*** Recorded data ***

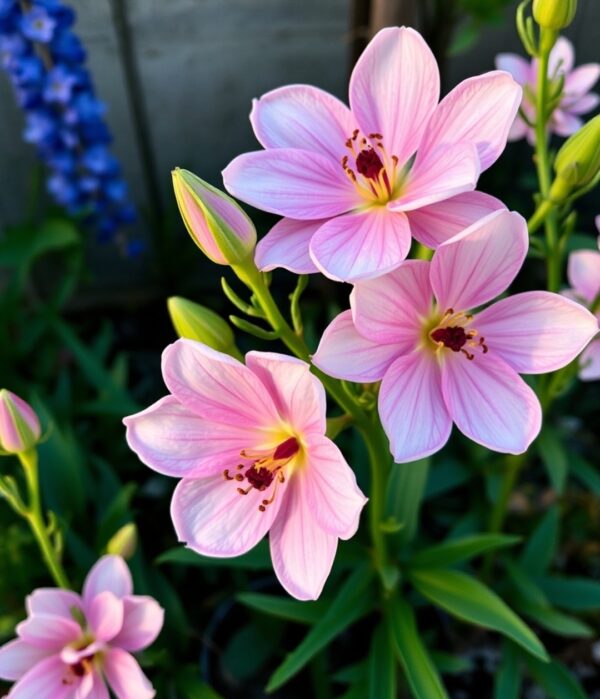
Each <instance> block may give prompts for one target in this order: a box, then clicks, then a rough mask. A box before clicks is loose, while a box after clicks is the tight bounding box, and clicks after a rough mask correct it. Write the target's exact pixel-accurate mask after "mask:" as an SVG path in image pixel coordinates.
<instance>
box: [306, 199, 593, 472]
mask: <svg viewBox="0 0 600 699" xmlns="http://www.w3.org/2000/svg"><path fill="white" fill-rule="evenodd" d="M527 246H528V237H527V227H526V224H525V222H524V220H523V219H522V218H521V216H519V214H516V213H511V212H508V211H499V212H496V213H493V214H490V215H489V216H487V217H486V218H484V219H483V220H482V221H480V222H478V223H476V224H474V225H472V226H471V227H470V228H468V229H467V230H465V231H464V232H463V233H460V234H458V235H457V236H455V237H454V238H452V239H451V240H449V241H447V242H446V243H443V244H442V245H440V246H439V247H438V249H437V251H436V252H435V254H434V256H433V260H432V261H431V262H425V261H420V260H419V261H417V260H412V261H407V262H405V263H404V264H403V265H402V266H401V267H400V268H399V269H397V270H395V271H394V272H392V273H391V274H388V275H386V276H384V277H379V278H378V279H373V280H371V281H367V282H361V283H360V284H357V285H356V286H355V287H354V290H353V292H352V295H351V306H352V311H346V312H344V313H342V314H341V315H339V316H338V317H337V318H336V319H335V320H334V321H333V322H332V323H331V324H330V326H329V327H328V328H327V330H326V331H325V334H324V335H323V338H322V340H321V343H320V345H319V348H318V350H317V353H316V355H315V356H314V363H315V365H316V366H318V367H320V368H321V369H322V370H323V371H325V372H326V373H328V374H330V375H332V376H337V377H339V378H344V379H349V380H350V381H357V382H374V381H379V380H382V383H381V389H380V393H379V414H380V416H381V420H382V424H383V426H384V428H385V431H386V433H387V435H388V437H389V439H390V443H391V449H392V453H393V454H394V457H395V459H396V461H398V462H404V461H412V460H414V459H418V458H421V457H424V456H426V455H428V454H432V453H433V452H435V451H438V450H439V449H441V447H442V446H443V445H444V444H445V443H446V440H447V439H448V437H449V435H450V430H451V427H452V423H453V422H454V423H455V424H456V426H457V427H458V428H459V430H460V431H461V432H462V433H463V434H465V435H466V436H467V437H470V438H471V439H472V440H474V441H476V442H479V443H480V444H483V445H484V446H486V447H488V448H490V449H493V450H495V451H500V452H508V453H515V454H517V453H521V452H523V451H525V450H526V449H527V447H528V446H529V444H530V443H531V441H532V440H533V439H534V438H535V436H536V435H537V433H538V431H539V429H540V422H541V410H540V405H539V402H538V400H537V398H536V396H535V393H534V392H533V391H532V390H531V388H529V386H528V385H527V384H526V383H525V382H524V381H523V380H522V379H521V378H520V376H519V373H524V374H539V373H544V372H548V371H554V370H555V369H558V368H560V367H562V366H564V365H565V364H567V363H568V362H570V361H571V360H572V359H573V358H574V357H576V356H577V354H578V353H579V352H580V351H581V350H582V349H583V347H585V345H586V344H587V342H589V340H590V338H591V337H592V336H593V335H594V333H595V332H596V330H597V323H596V320H595V318H594V317H593V316H592V315H591V313H589V312H588V311H587V310H586V309H585V308H583V307H582V306H580V305H578V304H577V303H575V302H573V301H570V300H569V299H566V298H564V297H562V296H560V295H558V294H551V293H547V292H544V291H531V292H525V293H522V294H516V295H515V296H510V297H508V298H504V299H501V300H500V301H497V302H496V303H494V304H492V305H490V306H488V307H487V308H485V309H484V310H480V311H476V312H473V311H471V310H470V309H473V308H476V307H478V306H481V305H482V304H486V303H488V302H489V301H491V300H492V299H493V298H495V297H496V296H498V294H501V293H502V292H503V291H504V290H505V289H506V288H507V287H508V286H509V285H510V283H511V282H512V281H513V279H514V278H515V276H516V274H517V272H518V271H519V269H520V267H521V264H522V263H523V260H524V258H525V254H526V252H527Z"/></svg>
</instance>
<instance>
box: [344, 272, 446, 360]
mask: <svg viewBox="0 0 600 699" xmlns="http://www.w3.org/2000/svg"><path fill="white" fill-rule="evenodd" d="M429 267H430V265H429V262H425V261H424V260H407V261H406V262H405V263H404V264H402V265H401V266H400V267H399V268H398V269H396V270H394V271H393V272H391V273H390V274H386V275H385V276H383V277H378V278H377V279H371V280H369V281H365V282H360V283H359V284H357V285H356V286H355V287H354V290H353V291H352V295H351V296H350V304H351V306H352V314H353V318H354V324H355V325H356V329H357V330H358V332H359V333H360V334H361V335H362V336H363V337H366V338H368V339H369V340H371V341H374V342H382V343H384V344H394V345H395V346H396V348H397V353H398V354H405V353H407V352H410V351H412V350H413V349H414V348H415V347H416V346H417V344H418V343H419V341H420V337H421V326H422V316H427V315H428V314H429V313H430V312H431V302H432V297H433V292H432V290H431V285H430V284H429Z"/></svg>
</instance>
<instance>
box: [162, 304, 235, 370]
mask: <svg viewBox="0 0 600 699" xmlns="http://www.w3.org/2000/svg"><path fill="white" fill-rule="evenodd" d="M167 307H168V309H169V315H170V316H171V321H172V323H173V327H174V328H175V332H176V333H177V334H178V335H179V337H187V338H188V339H190V340H197V341H198V342H202V343H204V344H205V345H208V346H209V347H212V348H213V349H216V350H218V351H219V352H225V353H226V354H230V355H232V356H234V357H239V356H240V353H239V351H238V349H237V347H236V346H235V338H234V336H233V330H232V329H231V327H230V326H229V325H228V324H227V323H226V322H225V321H224V320H223V318H221V316H219V315H217V314H216V313H215V312H214V311H211V310H210V309H209V308H205V307H204V306H201V305H200V304H198V303H194V302H193V301H188V300H187V299H184V298H181V296H171V298H170V299H169V300H168V301H167Z"/></svg>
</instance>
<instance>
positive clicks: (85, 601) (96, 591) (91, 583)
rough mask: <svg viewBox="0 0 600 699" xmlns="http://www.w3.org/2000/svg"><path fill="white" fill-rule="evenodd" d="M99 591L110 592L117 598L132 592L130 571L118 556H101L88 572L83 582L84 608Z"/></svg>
mask: <svg viewBox="0 0 600 699" xmlns="http://www.w3.org/2000/svg"><path fill="white" fill-rule="evenodd" d="M101 592H112V593H113V595H115V596H116V597H118V598H119V599H120V598H121V597H125V596H126V595H130V594H131V593H132V592H133V581H132V579H131V573H130V572H129V568H128V567H127V563H125V561H124V560H123V559H122V558H121V557H120V556H103V557H102V558H101V559H100V560H99V561H98V562H97V563H96V564H95V565H94V567H93V568H92V569H91V570H90V572H89V573H88V575H87V578H86V579H85V583H84V584H83V603H84V605H85V608H86V610H87V609H89V608H90V605H91V604H92V601H93V599H94V597H96V595H99V594H100V593H101Z"/></svg>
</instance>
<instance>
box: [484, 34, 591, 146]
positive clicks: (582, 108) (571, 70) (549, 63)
mask: <svg viewBox="0 0 600 699" xmlns="http://www.w3.org/2000/svg"><path fill="white" fill-rule="evenodd" d="M574 65H575V51H574V49H573V44H572V43H571V42H570V41H569V40H568V39H565V37H562V36H561V37H559V38H558V40H557V42H556V44H555V45H554V48H553V49H552V52H551V53H550V63H549V65H548V74H549V76H550V78H551V79H552V80H554V81H558V80H559V79H560V76H561V75H562V76H564V79H565V83H564V87H563V92H562V96H561V99H560V103H559V104H558V106H557V107H556V109H555V110H554V112H553V113H552V117H551V119H550V124H549V128H550V131H552V132H553V133H556V134H558V135H559V136H570V135H571V134H573V133H575V132H576V131H578V130H579V129H580V128H581V127H582V126H583V121H582V120H581V118H580V116H579V115H580V114H586V113H587V112H589V111H591V110H592V109H595V108H596V107H597V106H598V104H599V103H600V96H598V95H597V94H595V93H594V92H590V90H591V89H592V87H593V86H594V84H595V83H596V81H597V80H598V77H600V64H598V63H586V64H585V65H583V66H579V67H578V68H574ZM496 67H497V68H500V69H501V70H506V71H508V72H509V73H510V74H511V75H512V76H513V77H514V79H515V80H516V81H517V82H518V83H519V84H520V85H522V86H523V102H522V103H521V110H522V112H523V114H524V115H525V116H526V117H527V119H528V120H529V122H530V123H532V124H535V118H536V117H535V112H536V108H535V101H536V92H537V87H536V73H537V60H536V59H534V60H533V61H531V63H530V62H529V61H527V60H526V59H525V58H523V57H521V56H518V55H517V54H514V53H500V54H498V55H497V56H496ZM524 137H527V140H528V141H529V142H530V143H532V144H533V143H535V132H534V129H532V128H531V126H529V124H528V123H527V122H526V121H525V120H524V119H523V118H522V117H521V116H520V115H517V118H516V119H515V121H514V124H513V125H512V128H511V130H510V134H509V136H508V139H509V140H510V141H517V140H519V139H521V138H524Z"/></svg>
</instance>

*** End of Recorded data ***

**What this task involves**:
A single number is required: the count of lines in the data that include the string "positive".

**Finished task**:
2